Task goal —
Would you please copy the part of the material below that opens with the line containing "Target: dark window" and closes with the line containing "Report the position of each instance of the brick house"? Copy it exactly, and only it.

Start of Information supplied

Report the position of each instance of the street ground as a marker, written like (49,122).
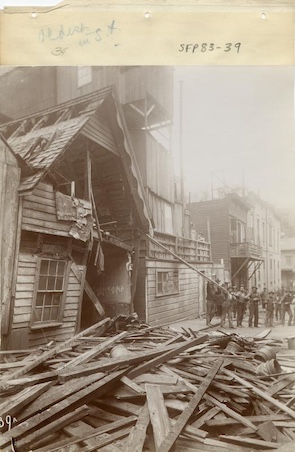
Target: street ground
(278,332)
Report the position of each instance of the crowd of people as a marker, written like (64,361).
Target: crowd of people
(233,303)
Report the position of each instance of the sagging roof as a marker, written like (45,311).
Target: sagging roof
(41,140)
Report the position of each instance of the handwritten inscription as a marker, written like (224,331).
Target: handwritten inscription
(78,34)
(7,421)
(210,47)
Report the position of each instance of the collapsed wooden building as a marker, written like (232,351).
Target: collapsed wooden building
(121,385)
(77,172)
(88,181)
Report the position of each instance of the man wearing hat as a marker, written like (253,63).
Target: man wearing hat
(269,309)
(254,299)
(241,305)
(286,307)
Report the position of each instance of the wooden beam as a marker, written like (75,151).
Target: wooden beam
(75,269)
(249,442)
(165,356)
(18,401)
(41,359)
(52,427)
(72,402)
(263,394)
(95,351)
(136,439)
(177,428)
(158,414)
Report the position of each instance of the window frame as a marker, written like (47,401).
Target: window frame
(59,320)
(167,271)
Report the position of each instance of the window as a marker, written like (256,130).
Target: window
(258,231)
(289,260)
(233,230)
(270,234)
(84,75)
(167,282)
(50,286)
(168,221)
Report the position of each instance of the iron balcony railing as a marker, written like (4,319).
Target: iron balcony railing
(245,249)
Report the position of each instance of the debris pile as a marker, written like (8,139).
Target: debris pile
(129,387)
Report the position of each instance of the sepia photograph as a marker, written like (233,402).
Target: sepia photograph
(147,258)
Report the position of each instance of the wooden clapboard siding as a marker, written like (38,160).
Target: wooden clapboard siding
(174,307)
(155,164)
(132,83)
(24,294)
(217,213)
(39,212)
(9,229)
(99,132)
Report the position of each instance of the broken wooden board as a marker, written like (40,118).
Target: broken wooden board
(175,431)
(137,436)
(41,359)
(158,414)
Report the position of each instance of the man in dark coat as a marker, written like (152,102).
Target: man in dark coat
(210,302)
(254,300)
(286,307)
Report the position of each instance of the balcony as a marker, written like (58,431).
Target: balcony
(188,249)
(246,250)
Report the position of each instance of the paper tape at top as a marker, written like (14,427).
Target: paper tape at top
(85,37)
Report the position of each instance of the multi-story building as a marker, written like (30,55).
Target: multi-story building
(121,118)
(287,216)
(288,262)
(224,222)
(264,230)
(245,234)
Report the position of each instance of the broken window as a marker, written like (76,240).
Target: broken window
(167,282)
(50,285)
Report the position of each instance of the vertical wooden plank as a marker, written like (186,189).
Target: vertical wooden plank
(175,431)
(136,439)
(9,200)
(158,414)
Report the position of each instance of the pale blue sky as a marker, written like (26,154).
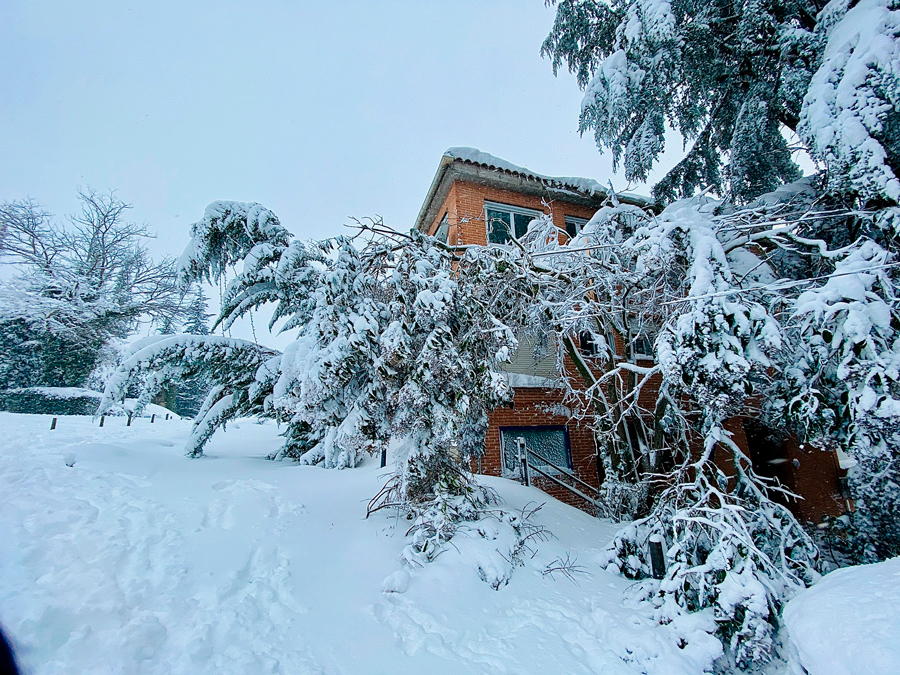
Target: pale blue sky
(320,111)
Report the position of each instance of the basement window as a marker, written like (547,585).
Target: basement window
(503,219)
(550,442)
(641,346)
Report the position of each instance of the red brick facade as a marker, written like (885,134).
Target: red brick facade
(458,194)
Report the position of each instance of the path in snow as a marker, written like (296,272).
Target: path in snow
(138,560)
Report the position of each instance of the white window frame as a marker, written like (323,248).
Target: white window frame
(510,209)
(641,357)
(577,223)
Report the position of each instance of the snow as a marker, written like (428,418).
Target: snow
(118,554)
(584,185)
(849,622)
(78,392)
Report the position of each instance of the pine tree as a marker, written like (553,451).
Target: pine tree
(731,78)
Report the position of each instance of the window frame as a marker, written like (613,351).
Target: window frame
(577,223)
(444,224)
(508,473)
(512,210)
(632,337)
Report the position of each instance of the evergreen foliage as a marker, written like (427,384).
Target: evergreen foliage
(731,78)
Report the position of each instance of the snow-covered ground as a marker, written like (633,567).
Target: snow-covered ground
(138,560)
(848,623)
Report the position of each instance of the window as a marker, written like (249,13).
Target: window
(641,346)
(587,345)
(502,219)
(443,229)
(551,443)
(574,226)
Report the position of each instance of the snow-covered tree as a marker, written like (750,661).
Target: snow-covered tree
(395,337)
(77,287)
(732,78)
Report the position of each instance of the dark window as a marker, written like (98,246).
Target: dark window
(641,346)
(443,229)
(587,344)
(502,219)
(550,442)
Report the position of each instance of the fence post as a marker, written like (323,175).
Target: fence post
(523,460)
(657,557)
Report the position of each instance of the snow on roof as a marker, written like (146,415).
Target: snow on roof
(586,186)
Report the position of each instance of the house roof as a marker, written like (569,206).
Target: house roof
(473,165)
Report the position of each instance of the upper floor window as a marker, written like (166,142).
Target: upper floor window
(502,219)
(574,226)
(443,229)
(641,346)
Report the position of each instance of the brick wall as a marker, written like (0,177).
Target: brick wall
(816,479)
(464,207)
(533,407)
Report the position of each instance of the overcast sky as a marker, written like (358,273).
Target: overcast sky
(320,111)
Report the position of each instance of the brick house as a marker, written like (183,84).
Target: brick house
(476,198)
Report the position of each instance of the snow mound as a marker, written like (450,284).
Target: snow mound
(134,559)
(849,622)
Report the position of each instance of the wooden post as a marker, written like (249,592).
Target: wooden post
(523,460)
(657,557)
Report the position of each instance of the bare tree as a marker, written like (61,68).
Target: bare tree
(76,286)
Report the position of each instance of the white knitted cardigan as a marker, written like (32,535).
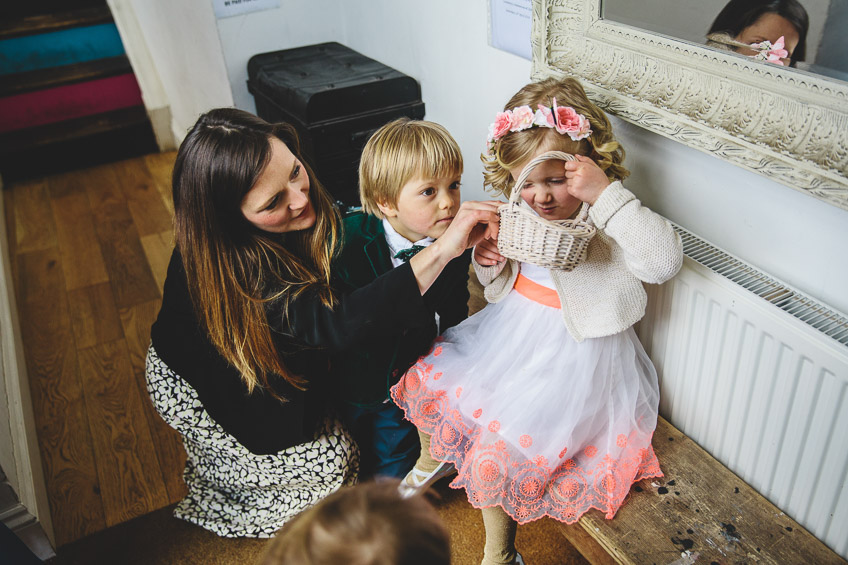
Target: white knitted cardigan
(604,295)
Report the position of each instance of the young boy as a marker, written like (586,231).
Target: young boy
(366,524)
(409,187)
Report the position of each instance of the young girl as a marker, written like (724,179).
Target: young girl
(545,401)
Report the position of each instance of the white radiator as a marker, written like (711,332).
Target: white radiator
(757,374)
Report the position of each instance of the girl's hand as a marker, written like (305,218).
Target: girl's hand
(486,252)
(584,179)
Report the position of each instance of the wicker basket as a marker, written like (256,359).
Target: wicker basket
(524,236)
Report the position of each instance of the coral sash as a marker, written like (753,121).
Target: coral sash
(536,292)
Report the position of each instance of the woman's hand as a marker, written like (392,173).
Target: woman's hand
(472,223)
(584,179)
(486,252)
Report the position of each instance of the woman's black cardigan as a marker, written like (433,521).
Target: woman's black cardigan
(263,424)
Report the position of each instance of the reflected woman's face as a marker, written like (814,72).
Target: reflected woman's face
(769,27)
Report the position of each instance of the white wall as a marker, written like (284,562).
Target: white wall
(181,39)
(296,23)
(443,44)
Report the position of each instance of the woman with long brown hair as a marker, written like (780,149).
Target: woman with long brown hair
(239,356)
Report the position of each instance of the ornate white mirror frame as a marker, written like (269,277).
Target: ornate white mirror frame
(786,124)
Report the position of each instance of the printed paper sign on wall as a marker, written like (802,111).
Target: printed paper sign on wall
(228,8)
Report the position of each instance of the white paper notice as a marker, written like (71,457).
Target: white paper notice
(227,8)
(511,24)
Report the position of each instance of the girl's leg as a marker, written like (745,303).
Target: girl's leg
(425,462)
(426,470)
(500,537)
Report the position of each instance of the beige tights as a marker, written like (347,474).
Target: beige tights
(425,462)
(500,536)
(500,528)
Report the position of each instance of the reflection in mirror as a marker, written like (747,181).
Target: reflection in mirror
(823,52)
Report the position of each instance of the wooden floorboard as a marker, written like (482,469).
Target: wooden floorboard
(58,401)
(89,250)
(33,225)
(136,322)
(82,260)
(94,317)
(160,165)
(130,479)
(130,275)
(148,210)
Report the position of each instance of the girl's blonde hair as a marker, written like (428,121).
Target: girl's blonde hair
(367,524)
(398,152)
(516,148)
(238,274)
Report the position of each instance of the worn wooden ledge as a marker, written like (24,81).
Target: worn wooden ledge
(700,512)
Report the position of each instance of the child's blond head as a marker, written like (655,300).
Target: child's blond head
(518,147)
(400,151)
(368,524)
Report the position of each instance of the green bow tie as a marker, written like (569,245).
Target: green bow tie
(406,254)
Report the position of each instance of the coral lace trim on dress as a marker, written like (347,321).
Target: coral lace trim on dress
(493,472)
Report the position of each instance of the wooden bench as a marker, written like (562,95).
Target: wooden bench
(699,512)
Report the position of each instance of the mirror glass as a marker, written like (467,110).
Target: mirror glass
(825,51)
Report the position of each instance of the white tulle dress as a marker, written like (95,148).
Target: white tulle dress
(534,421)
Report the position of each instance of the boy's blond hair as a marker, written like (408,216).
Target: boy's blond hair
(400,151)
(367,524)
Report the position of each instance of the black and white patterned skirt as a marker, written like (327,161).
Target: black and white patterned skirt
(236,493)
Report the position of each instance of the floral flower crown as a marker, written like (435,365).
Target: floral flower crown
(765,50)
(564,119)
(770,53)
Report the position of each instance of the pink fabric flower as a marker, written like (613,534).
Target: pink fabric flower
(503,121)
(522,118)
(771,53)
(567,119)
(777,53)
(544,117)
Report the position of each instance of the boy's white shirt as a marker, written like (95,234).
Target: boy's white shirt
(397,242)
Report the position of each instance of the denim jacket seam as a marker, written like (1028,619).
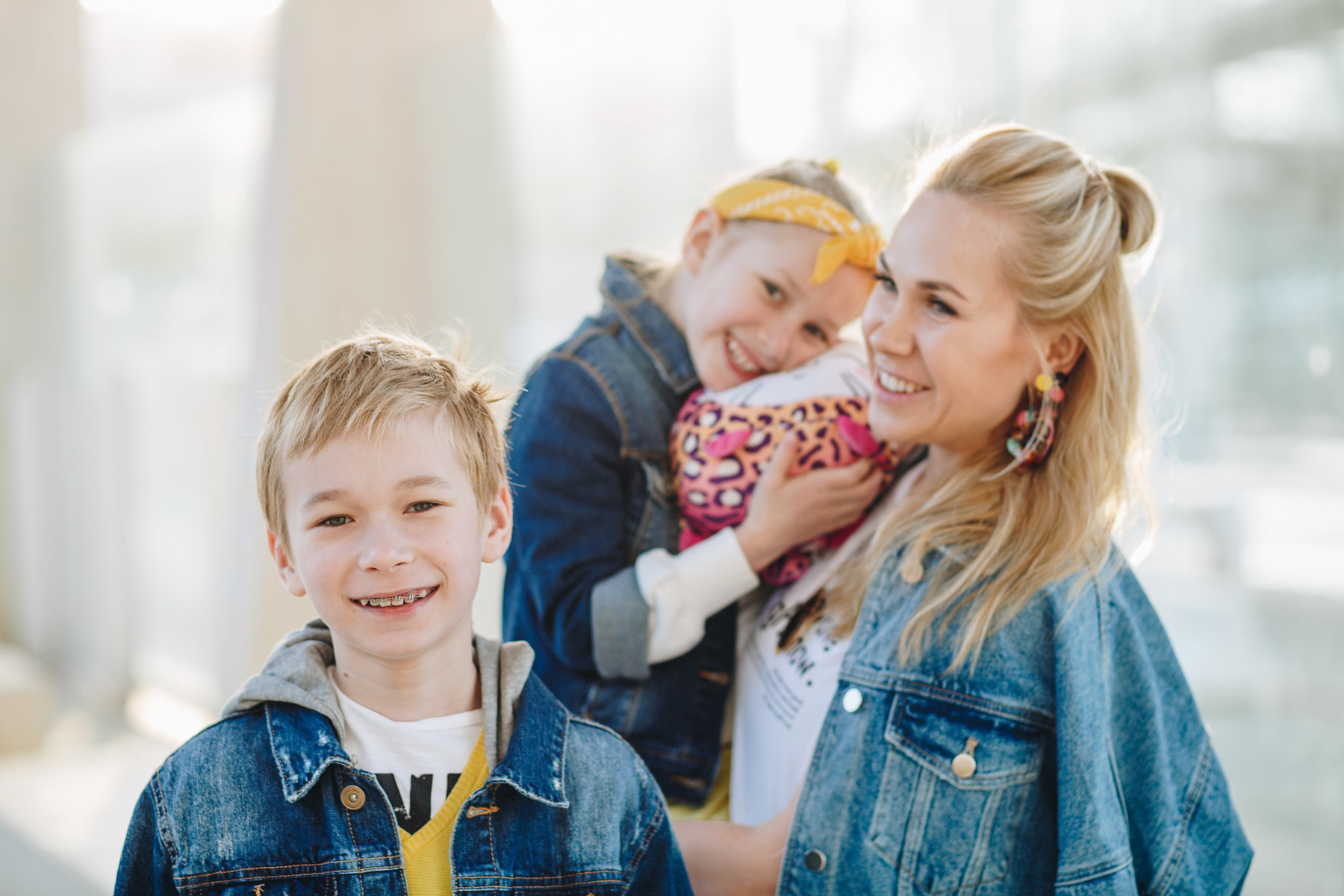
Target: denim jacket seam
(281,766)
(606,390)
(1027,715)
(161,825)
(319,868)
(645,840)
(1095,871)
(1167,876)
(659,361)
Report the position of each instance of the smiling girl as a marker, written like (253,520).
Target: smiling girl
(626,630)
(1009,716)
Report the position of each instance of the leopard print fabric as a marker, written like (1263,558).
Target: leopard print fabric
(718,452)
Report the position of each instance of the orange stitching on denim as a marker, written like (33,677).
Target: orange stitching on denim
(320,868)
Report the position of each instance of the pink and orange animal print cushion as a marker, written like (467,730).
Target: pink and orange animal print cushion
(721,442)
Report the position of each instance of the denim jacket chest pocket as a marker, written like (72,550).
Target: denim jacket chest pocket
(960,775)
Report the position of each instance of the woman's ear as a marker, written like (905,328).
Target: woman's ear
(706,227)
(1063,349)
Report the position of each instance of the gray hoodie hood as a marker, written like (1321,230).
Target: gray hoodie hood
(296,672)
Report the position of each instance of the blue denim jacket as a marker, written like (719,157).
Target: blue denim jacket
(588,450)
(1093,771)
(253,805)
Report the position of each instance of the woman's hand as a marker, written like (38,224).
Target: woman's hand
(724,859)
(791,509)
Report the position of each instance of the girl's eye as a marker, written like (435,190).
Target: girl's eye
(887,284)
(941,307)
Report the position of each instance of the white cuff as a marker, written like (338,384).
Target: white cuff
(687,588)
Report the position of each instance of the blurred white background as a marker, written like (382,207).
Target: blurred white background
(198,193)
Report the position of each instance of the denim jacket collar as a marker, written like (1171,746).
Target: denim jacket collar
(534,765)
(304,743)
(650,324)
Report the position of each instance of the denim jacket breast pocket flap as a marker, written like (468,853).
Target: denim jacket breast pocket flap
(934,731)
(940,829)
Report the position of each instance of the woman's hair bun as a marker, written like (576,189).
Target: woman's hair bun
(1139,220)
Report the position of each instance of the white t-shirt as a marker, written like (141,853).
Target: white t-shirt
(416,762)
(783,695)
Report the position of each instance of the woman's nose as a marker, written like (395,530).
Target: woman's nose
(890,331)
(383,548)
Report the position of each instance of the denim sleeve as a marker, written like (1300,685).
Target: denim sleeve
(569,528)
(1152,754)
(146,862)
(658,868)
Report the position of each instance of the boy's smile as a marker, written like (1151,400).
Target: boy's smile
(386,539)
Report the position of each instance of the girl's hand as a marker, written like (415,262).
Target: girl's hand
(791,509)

End of Information supplied

Answer to this exercise —
Target: dark window
(641,346)
(443,229)
(587,344)
(502,219)
(550,442)
Report the position of each instance of the fence post as a marker, written like (323,175).
Target: fence post
(523,460)
(657,557)
Report the position of each instance of the snow on roof as a marker, written like (146,415).
Target: snow on roof
(586,186)
Report the position of each instance of the house roof as a marker, written like (569,206).
Target: house roof
(473,165)
Report the position of each instance of the upper floor window as a marker, written like (166,142).
Target: upper floor window
(502,219)
(574,226)
(443,229)
(641,346)
Report the position of each instance of the brick wall as a marker, written like (0,177).
Target: brick wall
(816,479)
(464,207)
(533,407)
Report the position of each instance of the overcast sky as a marker, written like (358,273).
Target: overcast sky
(320,111)
Report the position of each instance of the brick house as a marker, written like (183,84).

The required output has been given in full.